- THE TASK:
Give the entries below as a Markdown table with the columns Row and Line, one numbered row per line, with no blank lines. Begin at the first line of the entries and stop after the line that has "[529,375,540,410]", leaving the pictures out.

- RECORDED DATA:
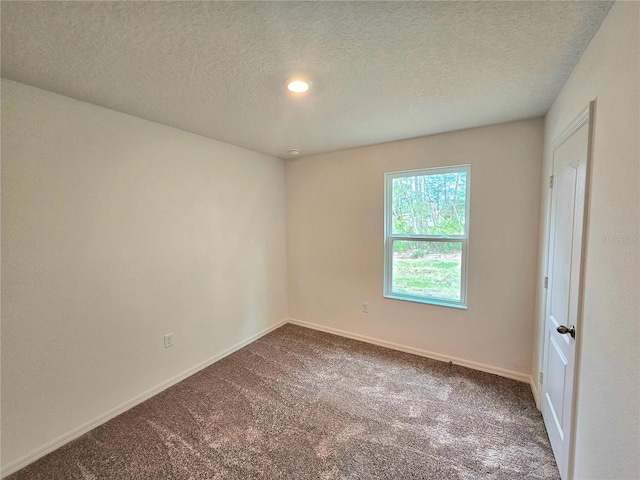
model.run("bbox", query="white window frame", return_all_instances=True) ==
[384,165,471,309]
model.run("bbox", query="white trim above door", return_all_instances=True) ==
[540,102,595,480]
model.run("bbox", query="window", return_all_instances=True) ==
[384,165,471,308]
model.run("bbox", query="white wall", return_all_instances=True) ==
[533,2,640,480]
[2,80,287,465]
[287,119,543,376]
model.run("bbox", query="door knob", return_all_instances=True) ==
[557,325,576,338]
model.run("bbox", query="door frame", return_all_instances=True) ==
[538,100,596,480]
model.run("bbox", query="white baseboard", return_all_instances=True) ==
[288,318,535,386]
[0,319,287,478]
[529,375,540,410]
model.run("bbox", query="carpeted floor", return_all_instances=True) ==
[9,325,559,480]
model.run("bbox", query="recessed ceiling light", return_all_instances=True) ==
[284,78,310,93]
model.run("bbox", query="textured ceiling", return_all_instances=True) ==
[1,1,611,158]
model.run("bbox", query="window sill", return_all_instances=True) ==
[384,295,467,310]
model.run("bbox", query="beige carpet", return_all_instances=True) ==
[9,325,559,480]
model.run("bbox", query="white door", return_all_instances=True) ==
[542,109,589,480]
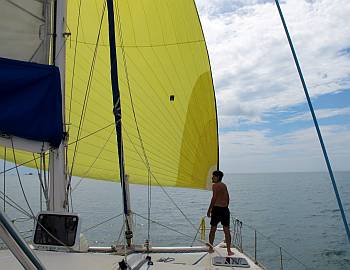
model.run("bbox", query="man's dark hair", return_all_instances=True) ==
[213,170,224,181]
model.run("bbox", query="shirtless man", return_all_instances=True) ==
[207,171,233,256]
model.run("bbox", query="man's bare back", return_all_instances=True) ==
[213,182,230,207]
[207,171,233,256]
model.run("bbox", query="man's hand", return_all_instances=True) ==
[207,208,211,217]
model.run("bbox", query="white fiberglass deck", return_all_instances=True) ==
[0,244,263,270]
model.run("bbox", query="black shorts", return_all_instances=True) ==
[210,206,230,227]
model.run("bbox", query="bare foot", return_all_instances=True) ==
[227,250,235,256]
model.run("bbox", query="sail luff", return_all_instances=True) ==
[107,0,132,246]
[47,0,68,212]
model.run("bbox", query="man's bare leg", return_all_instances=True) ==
[223,226,234,256]
[209,226,216,253]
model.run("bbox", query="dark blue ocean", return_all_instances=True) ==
[0,172,350,270]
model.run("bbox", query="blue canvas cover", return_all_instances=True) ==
[0,57,63,147]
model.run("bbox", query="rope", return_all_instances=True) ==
[124,125,197,231]
[67,3,106,190]
[3,147,6,212]
[82,213,124,233]
[237,218,311,269]
[134,212,206,244]
[11,138,35,218]
[275,0,350,243]
[71,124,114,192]
[68,0,81,133]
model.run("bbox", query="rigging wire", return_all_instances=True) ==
[116,1,152,251]
[82,213,124,233]
[3,147,6,212]
[71,124,114,192]
[124,125,197,230]
[68,0,81,133]
[11,137,35,218]
[0,122,114,177]
[67,2,106,193]
[275,0,350,243]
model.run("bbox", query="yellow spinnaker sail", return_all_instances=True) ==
[0,0,218,189]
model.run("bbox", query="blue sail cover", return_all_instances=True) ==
[0,57,63,147]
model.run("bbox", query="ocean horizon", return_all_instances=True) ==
[0,171,350,270]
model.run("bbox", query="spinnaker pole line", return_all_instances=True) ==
[106,0,132,246]
[275,0,350,243]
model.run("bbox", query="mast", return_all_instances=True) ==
[107,0,133,246]
[47,0,67,212]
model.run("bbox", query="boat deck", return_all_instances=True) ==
[0,243,263,270]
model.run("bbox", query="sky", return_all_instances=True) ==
[196,0,350,173]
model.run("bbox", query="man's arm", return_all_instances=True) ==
[207,184,218,217]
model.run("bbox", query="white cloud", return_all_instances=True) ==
[283,107,350,123]
[196,0,350,127]
[220,125,350,173]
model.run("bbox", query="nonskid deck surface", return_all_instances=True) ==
[0,244,263,270]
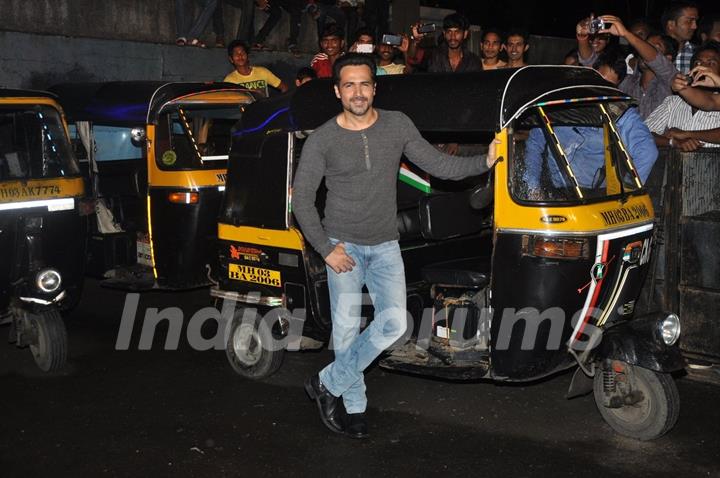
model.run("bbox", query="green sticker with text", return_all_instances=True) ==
[160,151,177,166]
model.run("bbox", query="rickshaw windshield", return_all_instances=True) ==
[155,105,242,170]
[511,103,642,203]
[0,105,79,181]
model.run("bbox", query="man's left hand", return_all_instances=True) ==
[487,139,500,169]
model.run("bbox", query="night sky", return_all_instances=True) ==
[420,0,720,38]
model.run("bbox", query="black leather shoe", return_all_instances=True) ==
[345,413,369,438]
[305,375,344,433]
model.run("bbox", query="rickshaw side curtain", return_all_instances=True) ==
[75,121,123,234]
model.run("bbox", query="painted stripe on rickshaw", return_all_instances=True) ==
[0,198,75,212]
[568,223,653,348]
[398,164,432,193]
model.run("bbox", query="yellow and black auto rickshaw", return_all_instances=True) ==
[52,81,255,290]
[0,89,87,372]
[211,66,683,439]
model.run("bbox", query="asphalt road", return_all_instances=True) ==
[0,281,720,478]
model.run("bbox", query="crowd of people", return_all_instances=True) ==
[215,2,720,151]
[175,0,390,53]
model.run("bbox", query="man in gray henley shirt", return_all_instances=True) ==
[292,54,495,438]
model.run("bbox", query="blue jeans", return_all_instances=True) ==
[320,239,408,413]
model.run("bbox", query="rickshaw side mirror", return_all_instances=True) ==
[130,128,147,147]
[470,182,494,210]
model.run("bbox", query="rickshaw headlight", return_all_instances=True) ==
[35,269,62,293]
[660,314,680,345]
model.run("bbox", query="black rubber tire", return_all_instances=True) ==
[225,309,285,380]
[593,364,680,441]
[27,309,68,372]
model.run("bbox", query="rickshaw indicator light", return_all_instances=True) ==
[168,192,200,204]
[35,269,62,294]
[522,235,589,259]
[660,314,681,345]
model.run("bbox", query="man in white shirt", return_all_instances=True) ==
[645,42,720,151]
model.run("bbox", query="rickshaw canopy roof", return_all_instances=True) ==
[278,65,629,133]
[0,88,58,101]
[50,81,251,126]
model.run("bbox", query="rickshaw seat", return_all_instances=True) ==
[422,257,490,289]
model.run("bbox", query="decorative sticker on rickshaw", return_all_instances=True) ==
[230,244,267,262]
[600,204,650,226]
[540,214,567,224]
[228,264,281,287]
[0,183,62,201]
[160,151,177,166]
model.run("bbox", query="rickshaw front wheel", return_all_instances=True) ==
[25,309,68,372]
[225,310,285,379]
[593,363,680,441]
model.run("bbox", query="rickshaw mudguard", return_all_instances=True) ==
[594,312,685,373]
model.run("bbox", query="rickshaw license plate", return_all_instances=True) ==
[228,264,281,287]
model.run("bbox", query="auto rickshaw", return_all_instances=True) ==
[211,66,683,440]
[0,89,87,372]
[52,81,255,290]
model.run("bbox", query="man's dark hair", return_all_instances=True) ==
[228,40,250,56]
[648,33,678,61]
[295,66,317,81]
[593,52,627,84]
[660,2,698,31]
[320,23,345,40]
[443,13,470,30]
[333,53,377,85]
[690,40,720,68]
[480,28,505,43]
[505,28,530,45]
[698,13,720,36]
[354,27,375,43]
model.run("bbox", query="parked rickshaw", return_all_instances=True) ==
[211,66,683,440]
[52,81,255,290]
[0,89,87,372]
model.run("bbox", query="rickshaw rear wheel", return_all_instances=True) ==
[593,364,680,441]
[225,310,285,380]
[25,309,68,372]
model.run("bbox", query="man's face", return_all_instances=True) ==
[630,22,650,40]
[692,50,720,75]
[335,65,375,116]
[443,27,468,50]
[505,35,528,61]
[667,7,699,41]
[481,33,502,59]
[230,46,253,68]
[702,22,720,43]
[598,65,620,86]
[295,76,312,86]
[638,35,672,71]
[590,33,610,53]
[377,43,395,61]
[320,36,343,56]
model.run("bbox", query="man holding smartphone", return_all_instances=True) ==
[411,13,482,73]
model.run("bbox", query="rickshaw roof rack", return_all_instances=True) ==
[50,81,251,126]
[282,65,630,133]
[0,88,58,101]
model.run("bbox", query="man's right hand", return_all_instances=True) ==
[325,242,355,274]
[689,66,720,88]
[670,73,688,93]
[598,15,628,37]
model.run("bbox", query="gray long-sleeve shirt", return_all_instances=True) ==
[292,109,488,257]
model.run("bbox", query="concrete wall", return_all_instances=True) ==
[0,31,311,89]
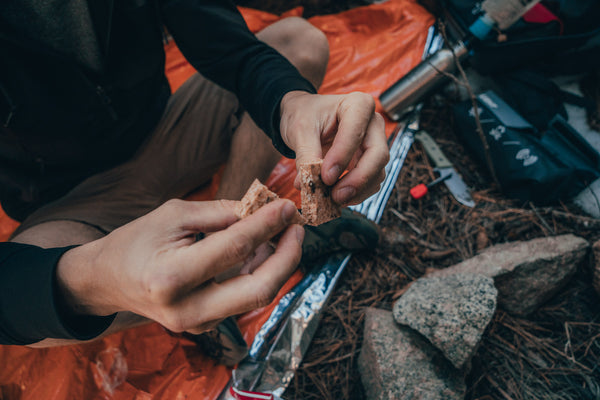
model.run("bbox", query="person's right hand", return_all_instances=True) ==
[57,200,304,333]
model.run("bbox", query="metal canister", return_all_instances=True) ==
[379,42,468,121]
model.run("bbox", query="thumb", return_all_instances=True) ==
[294,134,323,189]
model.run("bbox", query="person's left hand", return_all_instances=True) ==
[280,91,389,205]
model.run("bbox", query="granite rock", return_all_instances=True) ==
[358,308,466,400]
[393,274,498,369]
[427,234,589,316]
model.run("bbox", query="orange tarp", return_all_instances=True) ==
[0,0,434,400]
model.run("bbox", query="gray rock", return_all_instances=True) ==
[427,234,589,315]
[393,274,498,369]
[358,308,466,400]
[592,240,600,295]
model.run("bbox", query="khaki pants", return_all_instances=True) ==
[15,74,243,234]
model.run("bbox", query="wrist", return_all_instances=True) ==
[279,90,311,117]
[56,241,117,316]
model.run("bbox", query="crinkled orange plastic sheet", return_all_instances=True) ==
[0,0,433,400]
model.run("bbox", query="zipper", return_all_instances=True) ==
[96,85,119,121]
[0,84,17,128]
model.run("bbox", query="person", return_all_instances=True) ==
[0,0,389,346]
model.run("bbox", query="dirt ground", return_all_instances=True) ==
[238,0,600,400]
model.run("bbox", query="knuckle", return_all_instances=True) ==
[159,309,190,333]
[145,276,179,306]
[227,232,254,260]
[350,92,375,109]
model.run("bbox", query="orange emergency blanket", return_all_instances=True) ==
[0,0,434,400]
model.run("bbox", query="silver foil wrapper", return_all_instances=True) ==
[220,27,443,400]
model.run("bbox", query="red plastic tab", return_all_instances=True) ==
[410,183,428,199]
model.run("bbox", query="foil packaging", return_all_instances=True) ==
[219,27,443,400]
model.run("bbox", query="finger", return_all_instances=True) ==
[169,225,304,330]
[294,133,323,189]
[342,171,385,206]
[321,93,375,185]
[157,200,238,234]
[179,200,298,292]
[332,114,389,204]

- ANSWER:
| Row | Line |
|---|---|
| 1 | model.run("bbox", query="white window frame", return_all_instances=True) == |
| 2 | [384,165,471,309] |
| 3 | model.run("bbox", query="white trim above door", return_all_instances=True) == |
| 4 | [540,102,595,480] |
| 5 | model.run("bbox", query="window", return_all_instances=True) == |
| 6 | [384,165,471,308] |
| 7 | model.run("bbox", query="white wall", return_all_instances=True) == |
| 8 | [533,2,640,480] |
| 9 | [2,80,287,465] |
| 10 | [287,119,543,376] |
| 11 | model.run("bbox", query="door knob", return_all_instances=True) == |
| 12 | [557,325,576,338] |
| 13 | model.run("bbox", query="door frame", return_all_instances=True) == |
| 14 | [538,100,596,480] |
| 15 | model.run("bbox", query="white baseboard", return_all_instances=True) == |
| 16 | [288,318,535,386] |
| 17 | [0,319,287,478] |
| 18 | [529,375,540,410] |